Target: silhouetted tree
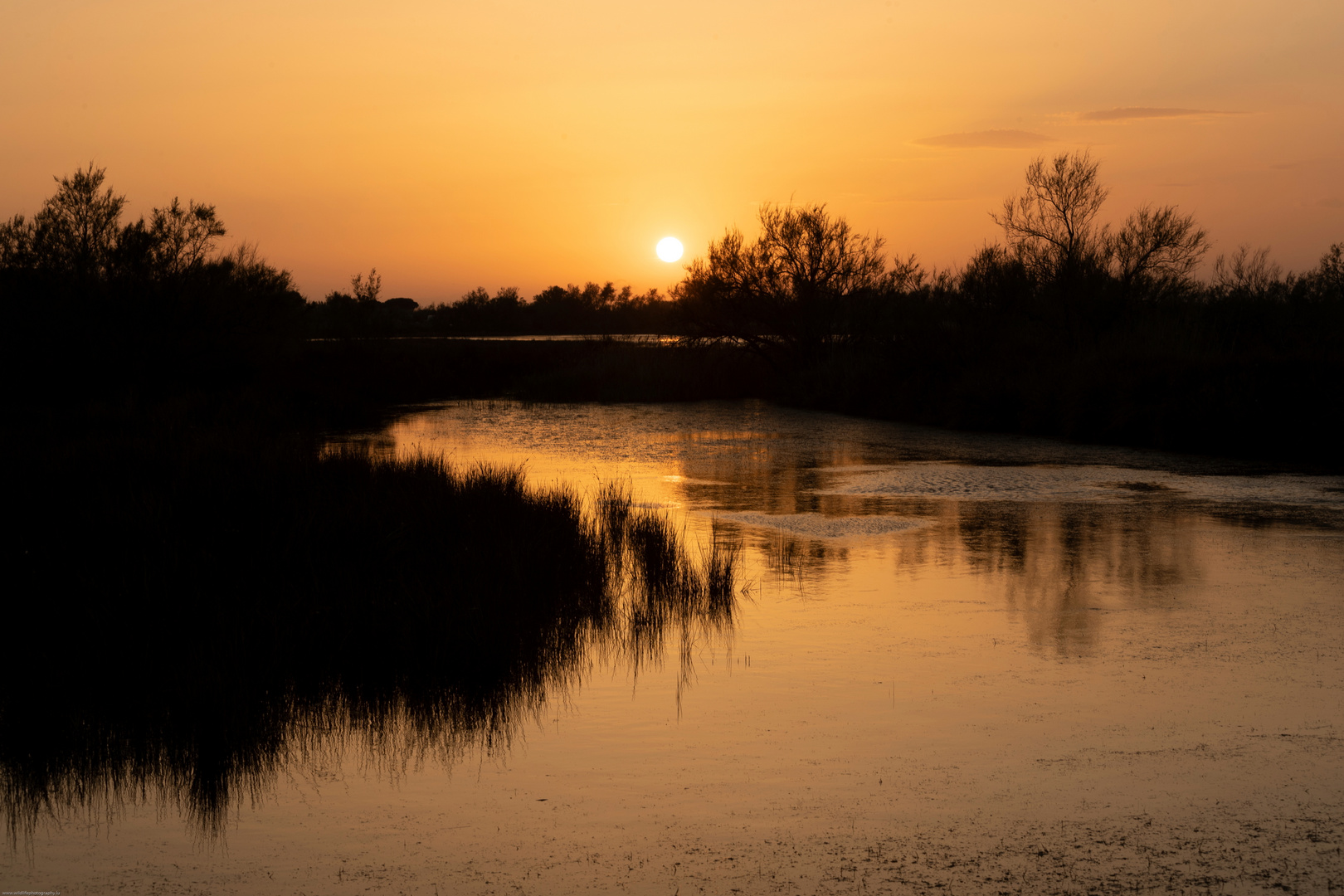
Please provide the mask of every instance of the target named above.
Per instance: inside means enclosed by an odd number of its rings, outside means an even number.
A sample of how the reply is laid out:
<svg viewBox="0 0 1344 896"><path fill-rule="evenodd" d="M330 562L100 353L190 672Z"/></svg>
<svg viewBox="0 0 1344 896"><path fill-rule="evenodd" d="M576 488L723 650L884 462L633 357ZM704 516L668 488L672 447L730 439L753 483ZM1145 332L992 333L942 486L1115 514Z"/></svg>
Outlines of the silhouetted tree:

· · · ·

* [Work to complete]:
Retype the lines of the records above exactly as they appear, leaving out the pictures.

* [Solution for this task]:
Target: silhouetted tree
Please provide the mask of every instance of the target named above.
Per instance: inside means enclosed by an odd number of its rings, outside means an even number.
A sample of how the reply is laid out:
<svg viewBox="0 0 1344 896"><path fill-rule="evenodd" d="M330 562L100 353L190 672Z"/></svg>
<svg viewBox="0 0 1344 896"><path fill-rule="evenodd" d="M576 488L723 650L884 462L633 357ZM704 516L668 488L672 447L730 439L753 483ZM1145 332L992 333L942 486L1115 514Z"/></svg>
Outlines of the silhouetted tree:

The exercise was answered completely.